▶ _COMPITO ASSEGNATO_
Riscrivi tutte le voci che seguono, identiche riga per riga, senza cambiare nulla.

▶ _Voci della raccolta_
#####
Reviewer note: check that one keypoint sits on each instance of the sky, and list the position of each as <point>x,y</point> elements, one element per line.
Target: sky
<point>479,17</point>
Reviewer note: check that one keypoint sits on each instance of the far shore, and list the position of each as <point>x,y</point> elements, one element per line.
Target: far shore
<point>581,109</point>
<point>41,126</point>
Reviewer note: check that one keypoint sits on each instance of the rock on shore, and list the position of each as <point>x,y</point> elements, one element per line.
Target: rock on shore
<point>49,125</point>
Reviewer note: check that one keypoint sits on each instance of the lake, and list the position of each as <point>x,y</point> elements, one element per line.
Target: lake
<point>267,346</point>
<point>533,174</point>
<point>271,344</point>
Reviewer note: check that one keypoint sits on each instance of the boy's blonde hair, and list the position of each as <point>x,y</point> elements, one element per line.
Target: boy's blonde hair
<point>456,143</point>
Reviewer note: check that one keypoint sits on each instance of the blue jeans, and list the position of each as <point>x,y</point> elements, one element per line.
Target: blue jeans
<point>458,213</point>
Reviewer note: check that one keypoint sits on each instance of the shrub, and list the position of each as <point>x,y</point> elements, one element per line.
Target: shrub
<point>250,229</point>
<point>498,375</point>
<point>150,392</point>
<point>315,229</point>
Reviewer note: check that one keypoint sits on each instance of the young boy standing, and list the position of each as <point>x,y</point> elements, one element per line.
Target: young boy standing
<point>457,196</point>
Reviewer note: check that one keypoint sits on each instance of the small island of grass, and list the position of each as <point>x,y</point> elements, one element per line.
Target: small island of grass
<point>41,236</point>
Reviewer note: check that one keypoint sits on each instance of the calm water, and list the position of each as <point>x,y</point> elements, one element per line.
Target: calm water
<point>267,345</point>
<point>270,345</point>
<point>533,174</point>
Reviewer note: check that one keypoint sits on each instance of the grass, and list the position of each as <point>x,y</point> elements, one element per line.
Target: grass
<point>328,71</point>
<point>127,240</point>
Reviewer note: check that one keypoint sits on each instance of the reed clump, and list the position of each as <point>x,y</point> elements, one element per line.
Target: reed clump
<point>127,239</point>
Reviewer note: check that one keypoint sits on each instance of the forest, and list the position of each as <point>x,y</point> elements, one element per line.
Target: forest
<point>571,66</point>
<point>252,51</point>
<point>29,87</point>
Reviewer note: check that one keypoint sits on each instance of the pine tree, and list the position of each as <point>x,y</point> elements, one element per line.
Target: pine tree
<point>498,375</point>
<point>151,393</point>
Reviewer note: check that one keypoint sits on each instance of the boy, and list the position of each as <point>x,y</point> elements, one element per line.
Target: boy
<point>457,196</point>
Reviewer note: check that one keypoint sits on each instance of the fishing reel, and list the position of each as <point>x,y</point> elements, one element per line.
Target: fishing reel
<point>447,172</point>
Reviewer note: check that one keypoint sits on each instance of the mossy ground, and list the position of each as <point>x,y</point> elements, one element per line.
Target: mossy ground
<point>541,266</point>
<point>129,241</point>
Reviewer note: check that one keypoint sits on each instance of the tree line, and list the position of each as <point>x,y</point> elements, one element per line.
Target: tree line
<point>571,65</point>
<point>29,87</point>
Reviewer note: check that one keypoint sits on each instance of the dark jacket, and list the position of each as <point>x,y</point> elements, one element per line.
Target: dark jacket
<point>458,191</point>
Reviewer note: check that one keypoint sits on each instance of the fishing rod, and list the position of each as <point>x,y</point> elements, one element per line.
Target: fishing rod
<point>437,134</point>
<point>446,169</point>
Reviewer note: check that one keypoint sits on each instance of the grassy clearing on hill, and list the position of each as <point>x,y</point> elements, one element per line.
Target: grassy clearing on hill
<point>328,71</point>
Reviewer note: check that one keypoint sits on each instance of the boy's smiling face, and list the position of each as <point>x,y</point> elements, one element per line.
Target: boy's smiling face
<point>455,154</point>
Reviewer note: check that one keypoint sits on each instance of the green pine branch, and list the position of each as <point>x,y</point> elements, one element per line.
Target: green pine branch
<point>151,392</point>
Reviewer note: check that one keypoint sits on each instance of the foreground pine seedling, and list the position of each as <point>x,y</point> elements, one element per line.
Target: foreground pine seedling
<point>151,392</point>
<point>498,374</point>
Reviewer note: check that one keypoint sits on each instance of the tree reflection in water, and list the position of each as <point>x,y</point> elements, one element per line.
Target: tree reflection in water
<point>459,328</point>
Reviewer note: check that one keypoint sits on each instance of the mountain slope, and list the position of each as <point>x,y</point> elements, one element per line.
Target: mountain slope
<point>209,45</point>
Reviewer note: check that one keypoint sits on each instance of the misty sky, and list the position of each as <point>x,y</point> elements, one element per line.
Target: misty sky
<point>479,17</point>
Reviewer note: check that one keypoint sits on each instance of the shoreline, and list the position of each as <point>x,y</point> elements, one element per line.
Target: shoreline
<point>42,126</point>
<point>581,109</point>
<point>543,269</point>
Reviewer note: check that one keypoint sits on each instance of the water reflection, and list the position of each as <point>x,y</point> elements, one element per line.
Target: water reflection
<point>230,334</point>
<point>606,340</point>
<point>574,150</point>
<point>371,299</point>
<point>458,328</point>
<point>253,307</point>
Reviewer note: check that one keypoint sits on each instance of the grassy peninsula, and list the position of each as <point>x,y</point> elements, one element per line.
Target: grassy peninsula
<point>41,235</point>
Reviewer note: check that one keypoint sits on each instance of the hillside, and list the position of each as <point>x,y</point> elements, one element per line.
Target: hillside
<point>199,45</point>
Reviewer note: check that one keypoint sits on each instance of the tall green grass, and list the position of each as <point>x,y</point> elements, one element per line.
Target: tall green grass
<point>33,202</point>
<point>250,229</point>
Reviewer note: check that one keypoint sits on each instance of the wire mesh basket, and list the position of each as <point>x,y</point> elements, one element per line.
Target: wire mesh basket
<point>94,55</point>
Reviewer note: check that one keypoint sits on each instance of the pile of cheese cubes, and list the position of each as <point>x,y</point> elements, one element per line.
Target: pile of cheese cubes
#####
▶ _RISULTATO_
Reviewer note: check that one keypoint sits on each instance of the sky, and list the position of each as <point>x,y</point> elements, one element per line.
Target: sky
<point>479,17</point>
Reviewer note: check that one keypoint sits on each instance of the far shore, and list the position of each as <point>x,y</point> elements, one element per line.
Target: far shore
<point>581,109</point>
<point>41,126</point>
Reviewer note: check that one keypoint sits on each instance of the rock on shore, and list the position of each as <point>x,y</point> elements, one element per line.
Target: rock on shore
<point>49,125</point>
Reviewer note: check that one keypoint sits on each instance of the lake, and list the position of each as <point>x,y</point> elements, one element per line.
Target: lake
<point>267,346</point>
<point>533,174</point>
<point>271,344</point>
Reviewer note: check that one keypoint sits on each instance of the boy's blonde hair, and list the position of each as <point>x,y</point> elements, one element per line.
Target: boy's blonde hair
<point>456,143</point>
Reviewer note: check that one keypoint sits on each instance of the blue jeans, and list the position of each as <point>x,y</point> elements, one element per line.
Target: blue jeans
<point>458,213</point>
Reviewer note: check that one keypoint sits on each instance of the shrub, and list the position of each as <point>x,y</point> elements, one element per line.
Target: shrub
<point>250,229</point>
<point>498,375</point>
<point>150,392</point>
<point>315,229</point>
Reviewer note: check that one keypoint sits on each instance of the young boy standing, and list the position of each as <point>x,y</point> elements, one element per line.
Target: young boy standing
<point>457,196</point>
Reviewer note: check that one keypoint sits on each instance of the small island of grass, and list the position of each as <point>x,y</point> elements, one element per line.
Target: small island of grass
<point>41,236</point>
Reviewer note: check that one keypoint sits on each instance of the calm water, and list the position of each as <point>x,y</point> elements, one element per line.
Target: calm water
<point>267,345</point>
<point>270,345</point>
<point>533,174</point>
Reviewer note: check that one keypoint sits on each instance of the grass, and list the position of each as <point>x,y</point> elements, one element per line.
Target: grass
<point>328,71</point>
<point>127,240</point>
Reviewer note: check that one keypoint sits on each instance of the reed clump, and list the position of each as <point>x,y</point> elements, one element per line.
Target: reed clump
<point>127,239</point>
Reviewer note: check that one keypoint sits on each instance of the forest, and list the position of each as <point>x,y</point> elements, one element per line.
Target: forest
<point>571,66</point>
<point>252,51</point>
<point>29,87</point>
Reviewer note: check that one keypoint sits on each instance of the pine tree, and list the position of each as <point>x,y</point> elements, one element per line.
Target: pine tree
<point>498,375</point>
<point>151,393</point>
Reviewer note: check that one keypoint sits on each instance of the boy, and list the position of each as <point>x,y</point> elements, one element per line.
Target: boy
<point>457,196</point>
Reviewer note: check that one keypoint sits on each instance of the fishing reel, and list the position of each as <point>x,y</point> elements, one element per line.
Target: fishing reel
<point>447,172</point>
Reviewer note: check that one keypoint sits on each instance of the mossy ground, and list the position of each as <point>x,y</point> elements, one element per line.
Target: mossy ground
<point>541,266</point>
<point>129,241</point>
Reviewer note: check that one keypoint sits on each instance of the tree line, and list the position of each as <point>x,y</point> elements, one element per line.
Target: tree line
<point>571,65</point>
<point>29,87</point>
Reviewer note: check that one keypoint sits on each instance of the dark jacket, and list the position of each as <point>x,y</point> elements, one element per line.
Target: dark jacket
<point>458,191</point>
Reviewer note: check that one keypoint sits on each instance of the fishing rod, and list the position of each as <point>x,y</point> elements, one element per line.
Target: fishing rod
<point>437,134</point>
<point>446,169</point>
Reviewer note: check that one keypoint sits on each instance of the grassy clearing on hill, and list the position of each as <point>x,y</point> elements, one element per line.
Target: grassy clearing on hill
<point>328,71</point>
Reviewer note: check that one keypoint sits on each instance of the boy's smiling face, and list the position of each as <point>x,y</point> elements, one element per line.
Target: boy's smiling face
<point>455,154</point>
Reviewer note: check that one keypoint sits on each instance of the green pine branch, and list the position of each as <point>x,y</point> elements, one element per line.
Target: green pine branch
<point>151,392</point>
Reviewer note: check that one keypoint sits on each instance of the foreground pine seedling, and list the position of each as <point>x,y</point> elements, one element per line.
Target: foreground pine seedling
<point>151,392</point>
<point>498,374</point>
Reviewer note: check that one keypoint sits on each instance of the tree reflection in water, and list the position of each as <point>x,y</point> elements, one element per line.
Target: tree reflection in water
<point>459,328</point>
Reviewer note: check that one keypoint sits on each instance of the mountain slope, and list the position of each as <point>x,y</point> elements, one element per line.
Target: mountain slope
<point>209,45</point>
Reviewer note: check that one keypoint sits on each instance of the misty sky, and list the position of each as <point>x,y</point> elements, one element per line.
Target: misty sky
<point>479,17</point>
Reviewer note: check that one keypoint sits on each instance of the shoreline, and list the position of each as <point>x,y</point> elements, one element per line.
Target: shoreline
<point>42,126</point>
<point>581,109</point>
<point>543,269</point>
Reviewer note: check that one keypoint sits on each instance of the water reflection, and list the position of each as <point>x,y</point> elements, one element per line.
Target: water reflection
<point>230,334</point>
<point>606,340</point>
<point>574,150</point>
<point>371,299</point>
<point>458,328</point>
<point>253,307</point>
Reviewer note: check that one keypoint sits on each instance of the grassy peninsula, and list the position of each as <point>x,y</point> elements, one element per line.
Target: grassy peninsula
<point>41,235</point>
Reviewer note: check that one keypoint sits on each instance of the hillside, and list the position of each as <point>x,y</point> elements, one element per line.
Target: hillside
<point>199,45</point>
Reviewer note: check that one keypoint sits on each instance of the tall green grass, and list the position of each as <point>x,y</point> elements, one element per line.
Target: tall green grass
<point>33,202</point>
<point>250,229</point>
Reviewer note: check that one keypoint sits on each instance of the wire mesh basket, and list the position of each as <point>x,y</point> elements, one element per line.
Target: wire mesh basket
<point>94,55</point>
Reviewer note: check that one keypoint sits on each instance of the pile of cheese cubes, and list the position of each as <point>x,y</point> elements, one element per line.
Target: pile of cheese cubes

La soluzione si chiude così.